• [Directives]
1. Based on the excerpt about the FCA's Libor fine on Martins, explain why the penalty the broker finally had to pay was smaller than the amount first set.
2. Decide whether each statement agrees with the excerpt about the FCA's Libor fine on Martins. For each of (a), (b) and (c), answer yes or no and quote the deciding words. (a) Martins was the first inter-dealer broker to be fined. (b) The broker has three years to pay the fine. (c) Tracey McDermott heads enforcement and financial crime at the FCA.
3. Carry on the news excerpt about the FCA's Libor fine on Martins from the point where it stops.

• [Reading text]
.....

The Financial Conduct Authority – levying its sixth penalty for rigging the benchmark interest rate – reduced the fine to £900,000 and then applied a further discount to reward the firm's co-operation, taking the amount finally demanded to just £630,000. The broker is also being given three years to hand over the cash.

Almost two years after its first Libor fine on Barclays in June 2012, the FCA cut its penalty after taking into account a $1.2m (£700,000) fine levied by the US regulator the Commodity Futures Trading Commission on the broking house.

Tracey McDermott, the FCA's director of enforcement and financial crime, said the broking firm saw compliance as a hindrance. "The culture at Martins was that profit came first," she said.

Martins is the second inter-dealer broker to be fined, after ICAP was penalised last year. Such inter-dealer brokers act as intermediaries between banks and were involved in setting the price of Libor, which was based on rates that banks on a specially-selected panel thought they were likely to be charged for borrowing from each other.

.....

• [Supplied information]
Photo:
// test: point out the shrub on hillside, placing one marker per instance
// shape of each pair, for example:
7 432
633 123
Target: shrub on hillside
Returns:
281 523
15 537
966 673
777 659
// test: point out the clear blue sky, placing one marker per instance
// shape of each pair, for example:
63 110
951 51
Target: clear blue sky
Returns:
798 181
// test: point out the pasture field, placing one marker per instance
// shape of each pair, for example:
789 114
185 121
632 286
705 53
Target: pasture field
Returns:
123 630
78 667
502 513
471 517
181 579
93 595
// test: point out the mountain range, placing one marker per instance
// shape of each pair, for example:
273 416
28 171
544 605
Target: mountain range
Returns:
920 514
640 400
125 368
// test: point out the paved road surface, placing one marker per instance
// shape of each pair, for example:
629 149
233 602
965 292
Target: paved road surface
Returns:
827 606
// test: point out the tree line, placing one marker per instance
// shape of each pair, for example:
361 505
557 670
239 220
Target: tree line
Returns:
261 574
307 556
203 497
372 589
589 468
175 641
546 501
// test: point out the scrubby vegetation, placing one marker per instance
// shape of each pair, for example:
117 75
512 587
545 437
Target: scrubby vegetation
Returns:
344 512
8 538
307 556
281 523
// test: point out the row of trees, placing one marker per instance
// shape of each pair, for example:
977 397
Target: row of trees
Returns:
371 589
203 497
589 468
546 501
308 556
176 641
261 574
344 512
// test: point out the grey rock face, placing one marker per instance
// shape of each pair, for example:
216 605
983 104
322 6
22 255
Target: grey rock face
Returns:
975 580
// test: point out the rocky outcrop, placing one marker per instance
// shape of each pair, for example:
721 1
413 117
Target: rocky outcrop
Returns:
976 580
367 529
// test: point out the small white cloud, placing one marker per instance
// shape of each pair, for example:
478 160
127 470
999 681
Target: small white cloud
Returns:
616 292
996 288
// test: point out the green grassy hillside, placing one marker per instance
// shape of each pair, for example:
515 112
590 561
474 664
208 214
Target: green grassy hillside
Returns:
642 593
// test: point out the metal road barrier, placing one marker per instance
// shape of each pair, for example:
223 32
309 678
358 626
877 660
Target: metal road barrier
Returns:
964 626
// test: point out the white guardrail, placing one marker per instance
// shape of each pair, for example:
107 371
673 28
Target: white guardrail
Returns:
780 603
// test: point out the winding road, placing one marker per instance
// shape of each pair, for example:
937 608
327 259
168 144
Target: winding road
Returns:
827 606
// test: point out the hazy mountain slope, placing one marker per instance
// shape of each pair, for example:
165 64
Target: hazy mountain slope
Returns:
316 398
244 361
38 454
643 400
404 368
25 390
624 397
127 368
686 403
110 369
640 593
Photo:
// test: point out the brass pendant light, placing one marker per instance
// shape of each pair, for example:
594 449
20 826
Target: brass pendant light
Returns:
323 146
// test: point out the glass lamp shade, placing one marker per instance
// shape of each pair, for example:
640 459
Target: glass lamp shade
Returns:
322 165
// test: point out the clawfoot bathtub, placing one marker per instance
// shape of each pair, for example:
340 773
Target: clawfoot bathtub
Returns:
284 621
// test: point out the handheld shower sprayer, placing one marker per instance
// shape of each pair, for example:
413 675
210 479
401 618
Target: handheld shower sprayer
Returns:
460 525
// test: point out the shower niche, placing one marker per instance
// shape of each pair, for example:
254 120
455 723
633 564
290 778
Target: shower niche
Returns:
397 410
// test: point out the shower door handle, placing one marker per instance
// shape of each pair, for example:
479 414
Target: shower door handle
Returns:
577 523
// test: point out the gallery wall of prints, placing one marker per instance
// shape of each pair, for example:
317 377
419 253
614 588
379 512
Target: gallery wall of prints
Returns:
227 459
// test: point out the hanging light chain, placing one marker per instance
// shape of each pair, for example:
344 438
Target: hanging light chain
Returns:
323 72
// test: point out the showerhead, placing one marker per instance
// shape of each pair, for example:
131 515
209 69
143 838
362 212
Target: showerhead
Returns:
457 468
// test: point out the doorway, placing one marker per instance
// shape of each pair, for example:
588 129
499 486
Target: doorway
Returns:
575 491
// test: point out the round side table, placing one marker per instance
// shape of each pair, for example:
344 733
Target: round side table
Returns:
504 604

.....

• [Exercise responses]
1. The FCA cut its penalty to £900,000 after taking into account a $1.2m (£700,000) fine that the US Commodity Futures Trading Commission had already levied on the broking house. It then applied a further discount to reward the firm's co-operation, bringing the amount finally demanded to £630,000.

2.
(a) No: "Martins is the second inter-dealer broker to be fined, after ICAP was penalised last year."
(b) Yes: "The broker is also being given three years to hand over the cash."
(c) Yes: "Tracey McDermott, the FCA's director of enforcement and financial crime"

3.
"Interdealer brokers are expected to act as trusted intermediaries and are key conduits of market information. Martins abused this position of trust by providing false information to panel banks, with no regard for the integrity of the market. This is unacceptable behaviour from any market participant," McDermott said.

RP Martin said its new senior management team co-operated fully with the FCA and CFTC in their investigations and entirely respect the fine and sanctions imposed: "Over the last 12 months the board comprehensively restructured the firm's governance, systems and controls, and compliance procedures."

The CFTC said that brokers at RP Martin accepted payments of more than $400,000 through what are known as "wash trades" intended to generate commission for the broking firm.

The US regulator said that the brokers used "multiple means" to assist a trader at Swiss bank UBS, including offering "spoof" bids to influence the Libor rate in the Japanese Yen.

Transcripts of phone calls show references to a "geezer at UBS", and promises to buy lunch for the whole trading desk.

Gretchen Lowe, acting director of the CFTC's enforcement division, said: "Today's action is part of our on-going efforts to ensure that the Libor rate is free of fraud and manipulation.".